- The input -
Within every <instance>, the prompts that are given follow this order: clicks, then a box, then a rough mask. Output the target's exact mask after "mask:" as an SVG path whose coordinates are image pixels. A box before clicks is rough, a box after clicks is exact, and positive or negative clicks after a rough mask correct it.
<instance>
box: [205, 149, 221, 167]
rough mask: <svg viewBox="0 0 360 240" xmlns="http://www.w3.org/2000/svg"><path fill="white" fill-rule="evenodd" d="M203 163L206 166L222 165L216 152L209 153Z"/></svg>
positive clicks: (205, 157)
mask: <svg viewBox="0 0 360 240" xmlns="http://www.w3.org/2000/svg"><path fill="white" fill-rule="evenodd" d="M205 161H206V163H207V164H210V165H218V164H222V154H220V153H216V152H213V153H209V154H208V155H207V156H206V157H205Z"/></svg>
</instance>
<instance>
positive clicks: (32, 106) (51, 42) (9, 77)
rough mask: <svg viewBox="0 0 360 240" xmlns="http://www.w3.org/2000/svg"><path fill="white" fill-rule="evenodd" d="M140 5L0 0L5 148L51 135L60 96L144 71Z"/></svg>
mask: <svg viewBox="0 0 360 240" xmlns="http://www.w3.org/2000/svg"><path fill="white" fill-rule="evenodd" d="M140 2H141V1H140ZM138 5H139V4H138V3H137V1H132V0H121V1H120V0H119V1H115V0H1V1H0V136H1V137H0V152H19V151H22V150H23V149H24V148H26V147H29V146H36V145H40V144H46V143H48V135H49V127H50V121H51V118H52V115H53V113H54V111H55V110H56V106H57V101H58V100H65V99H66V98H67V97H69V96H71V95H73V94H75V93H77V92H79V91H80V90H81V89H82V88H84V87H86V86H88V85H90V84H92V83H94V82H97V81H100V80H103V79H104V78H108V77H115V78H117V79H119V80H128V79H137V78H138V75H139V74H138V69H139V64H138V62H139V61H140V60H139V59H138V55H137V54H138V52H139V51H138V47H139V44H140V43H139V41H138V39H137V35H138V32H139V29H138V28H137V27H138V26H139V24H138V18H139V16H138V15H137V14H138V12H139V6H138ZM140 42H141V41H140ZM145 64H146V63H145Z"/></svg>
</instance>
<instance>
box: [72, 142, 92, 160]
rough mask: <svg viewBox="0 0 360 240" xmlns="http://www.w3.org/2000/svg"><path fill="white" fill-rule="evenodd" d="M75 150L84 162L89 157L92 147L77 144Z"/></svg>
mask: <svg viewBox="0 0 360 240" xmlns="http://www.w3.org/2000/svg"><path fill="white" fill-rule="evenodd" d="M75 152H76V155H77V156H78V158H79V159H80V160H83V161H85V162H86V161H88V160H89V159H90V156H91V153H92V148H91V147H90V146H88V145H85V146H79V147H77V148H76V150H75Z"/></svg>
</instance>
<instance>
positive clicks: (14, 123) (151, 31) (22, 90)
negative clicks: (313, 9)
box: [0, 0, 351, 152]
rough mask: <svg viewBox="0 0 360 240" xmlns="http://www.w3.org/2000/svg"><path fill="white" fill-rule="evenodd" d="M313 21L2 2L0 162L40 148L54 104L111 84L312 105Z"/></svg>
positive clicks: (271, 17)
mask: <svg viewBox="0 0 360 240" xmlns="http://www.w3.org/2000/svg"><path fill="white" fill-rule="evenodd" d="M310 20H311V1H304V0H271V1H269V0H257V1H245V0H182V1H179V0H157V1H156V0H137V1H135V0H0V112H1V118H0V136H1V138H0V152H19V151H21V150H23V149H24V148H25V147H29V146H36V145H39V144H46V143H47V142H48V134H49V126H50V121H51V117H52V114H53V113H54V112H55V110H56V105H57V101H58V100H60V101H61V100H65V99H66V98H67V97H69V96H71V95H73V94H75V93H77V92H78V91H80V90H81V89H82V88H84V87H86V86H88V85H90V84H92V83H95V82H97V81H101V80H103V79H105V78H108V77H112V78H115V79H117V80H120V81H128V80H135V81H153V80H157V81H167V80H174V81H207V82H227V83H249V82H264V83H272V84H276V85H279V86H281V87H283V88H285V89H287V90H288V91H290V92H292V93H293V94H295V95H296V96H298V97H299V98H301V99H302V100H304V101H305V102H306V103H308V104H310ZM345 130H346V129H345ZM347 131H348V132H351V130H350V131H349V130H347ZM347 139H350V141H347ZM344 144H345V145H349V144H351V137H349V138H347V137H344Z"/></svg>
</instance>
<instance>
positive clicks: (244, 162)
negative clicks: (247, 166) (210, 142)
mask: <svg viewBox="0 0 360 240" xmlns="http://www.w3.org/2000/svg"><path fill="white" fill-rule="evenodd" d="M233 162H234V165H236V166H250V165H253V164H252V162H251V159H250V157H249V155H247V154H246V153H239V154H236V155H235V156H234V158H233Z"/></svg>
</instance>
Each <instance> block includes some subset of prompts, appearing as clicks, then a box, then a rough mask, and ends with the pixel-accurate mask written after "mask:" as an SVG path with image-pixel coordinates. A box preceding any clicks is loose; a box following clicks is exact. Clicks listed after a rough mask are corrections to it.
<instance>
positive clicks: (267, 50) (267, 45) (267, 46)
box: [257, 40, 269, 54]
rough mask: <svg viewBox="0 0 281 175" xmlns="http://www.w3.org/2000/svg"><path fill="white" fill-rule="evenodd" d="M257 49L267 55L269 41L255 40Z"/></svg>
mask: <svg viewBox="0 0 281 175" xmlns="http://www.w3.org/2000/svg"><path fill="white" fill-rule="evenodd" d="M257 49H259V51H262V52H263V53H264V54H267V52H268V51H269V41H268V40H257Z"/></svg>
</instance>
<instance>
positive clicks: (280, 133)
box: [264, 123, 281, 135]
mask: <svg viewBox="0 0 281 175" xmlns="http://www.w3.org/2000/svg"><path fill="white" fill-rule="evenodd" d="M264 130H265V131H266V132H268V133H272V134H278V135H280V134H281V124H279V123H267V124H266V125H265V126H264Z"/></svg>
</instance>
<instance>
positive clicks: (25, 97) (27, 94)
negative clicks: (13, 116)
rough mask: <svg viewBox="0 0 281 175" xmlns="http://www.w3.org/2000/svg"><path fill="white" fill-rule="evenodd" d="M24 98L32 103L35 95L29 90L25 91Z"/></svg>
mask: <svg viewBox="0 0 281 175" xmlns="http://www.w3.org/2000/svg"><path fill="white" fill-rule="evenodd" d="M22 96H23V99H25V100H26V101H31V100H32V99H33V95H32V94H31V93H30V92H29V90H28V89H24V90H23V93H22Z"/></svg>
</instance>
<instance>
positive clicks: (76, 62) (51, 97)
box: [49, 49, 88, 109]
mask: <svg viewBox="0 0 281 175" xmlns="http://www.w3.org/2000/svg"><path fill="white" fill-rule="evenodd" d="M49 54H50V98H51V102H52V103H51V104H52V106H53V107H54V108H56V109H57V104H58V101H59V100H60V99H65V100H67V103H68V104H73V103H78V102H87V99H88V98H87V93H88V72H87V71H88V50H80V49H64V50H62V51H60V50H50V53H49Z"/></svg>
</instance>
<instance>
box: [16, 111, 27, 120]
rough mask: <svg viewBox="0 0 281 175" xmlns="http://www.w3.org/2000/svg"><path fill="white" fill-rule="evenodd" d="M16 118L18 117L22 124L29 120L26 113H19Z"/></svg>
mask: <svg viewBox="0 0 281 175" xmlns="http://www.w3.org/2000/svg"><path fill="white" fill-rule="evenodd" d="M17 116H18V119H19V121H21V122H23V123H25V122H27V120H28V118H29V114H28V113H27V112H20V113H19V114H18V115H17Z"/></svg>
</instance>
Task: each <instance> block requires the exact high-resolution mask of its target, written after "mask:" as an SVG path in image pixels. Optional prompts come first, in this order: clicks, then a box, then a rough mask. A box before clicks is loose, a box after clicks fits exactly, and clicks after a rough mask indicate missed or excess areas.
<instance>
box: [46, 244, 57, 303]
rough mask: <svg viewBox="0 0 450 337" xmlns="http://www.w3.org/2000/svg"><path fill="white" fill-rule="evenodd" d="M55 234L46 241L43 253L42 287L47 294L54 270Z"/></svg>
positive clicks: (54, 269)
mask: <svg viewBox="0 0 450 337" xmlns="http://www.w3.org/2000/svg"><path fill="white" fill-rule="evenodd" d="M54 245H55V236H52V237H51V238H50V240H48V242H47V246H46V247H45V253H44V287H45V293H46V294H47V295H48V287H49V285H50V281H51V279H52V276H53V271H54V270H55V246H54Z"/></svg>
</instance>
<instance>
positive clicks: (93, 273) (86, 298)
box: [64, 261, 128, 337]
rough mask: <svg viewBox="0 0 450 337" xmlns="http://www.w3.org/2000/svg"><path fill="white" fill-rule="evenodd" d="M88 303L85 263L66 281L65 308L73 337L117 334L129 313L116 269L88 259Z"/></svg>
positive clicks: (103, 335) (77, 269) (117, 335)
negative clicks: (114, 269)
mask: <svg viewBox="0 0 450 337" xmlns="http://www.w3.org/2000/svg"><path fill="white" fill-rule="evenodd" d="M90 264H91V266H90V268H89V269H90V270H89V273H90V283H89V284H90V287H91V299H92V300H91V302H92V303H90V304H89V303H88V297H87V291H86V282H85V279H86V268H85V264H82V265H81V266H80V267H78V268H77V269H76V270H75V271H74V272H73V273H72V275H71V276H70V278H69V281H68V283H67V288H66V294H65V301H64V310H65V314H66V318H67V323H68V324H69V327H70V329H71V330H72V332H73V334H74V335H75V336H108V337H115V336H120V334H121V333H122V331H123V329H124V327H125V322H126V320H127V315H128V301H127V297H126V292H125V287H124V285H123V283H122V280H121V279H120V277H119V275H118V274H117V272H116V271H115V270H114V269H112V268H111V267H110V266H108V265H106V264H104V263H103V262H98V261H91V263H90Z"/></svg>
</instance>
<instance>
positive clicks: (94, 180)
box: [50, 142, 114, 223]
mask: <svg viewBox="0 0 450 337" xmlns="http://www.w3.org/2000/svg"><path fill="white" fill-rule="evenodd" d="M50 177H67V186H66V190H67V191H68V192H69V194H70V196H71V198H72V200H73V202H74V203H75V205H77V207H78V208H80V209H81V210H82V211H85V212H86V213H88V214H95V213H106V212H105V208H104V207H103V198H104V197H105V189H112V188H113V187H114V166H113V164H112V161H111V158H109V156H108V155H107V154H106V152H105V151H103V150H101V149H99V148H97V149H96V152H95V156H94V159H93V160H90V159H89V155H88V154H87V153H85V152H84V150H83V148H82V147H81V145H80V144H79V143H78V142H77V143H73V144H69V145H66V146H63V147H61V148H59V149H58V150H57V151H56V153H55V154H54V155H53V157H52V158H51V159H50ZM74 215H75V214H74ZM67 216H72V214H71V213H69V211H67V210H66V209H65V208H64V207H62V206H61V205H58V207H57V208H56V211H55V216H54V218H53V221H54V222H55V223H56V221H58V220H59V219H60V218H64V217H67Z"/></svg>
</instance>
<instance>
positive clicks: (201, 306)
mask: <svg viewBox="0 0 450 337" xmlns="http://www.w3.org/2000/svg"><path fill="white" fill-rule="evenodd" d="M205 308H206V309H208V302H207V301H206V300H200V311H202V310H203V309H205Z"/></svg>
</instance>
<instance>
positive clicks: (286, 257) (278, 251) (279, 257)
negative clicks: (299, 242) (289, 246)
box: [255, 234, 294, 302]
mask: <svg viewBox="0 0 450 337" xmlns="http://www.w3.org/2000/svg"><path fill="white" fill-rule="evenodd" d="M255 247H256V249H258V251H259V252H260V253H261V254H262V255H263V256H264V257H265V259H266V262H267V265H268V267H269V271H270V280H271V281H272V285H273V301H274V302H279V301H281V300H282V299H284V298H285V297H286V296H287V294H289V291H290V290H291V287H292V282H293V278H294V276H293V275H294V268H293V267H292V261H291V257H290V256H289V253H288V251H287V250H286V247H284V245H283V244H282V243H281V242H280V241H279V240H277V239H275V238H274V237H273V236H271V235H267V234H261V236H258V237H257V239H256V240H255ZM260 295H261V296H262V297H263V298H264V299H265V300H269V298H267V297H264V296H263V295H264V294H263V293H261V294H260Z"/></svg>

- Task -
How many lines of the data above contain the word "this"? Reply with the number alone.

- Answer to the problem -
2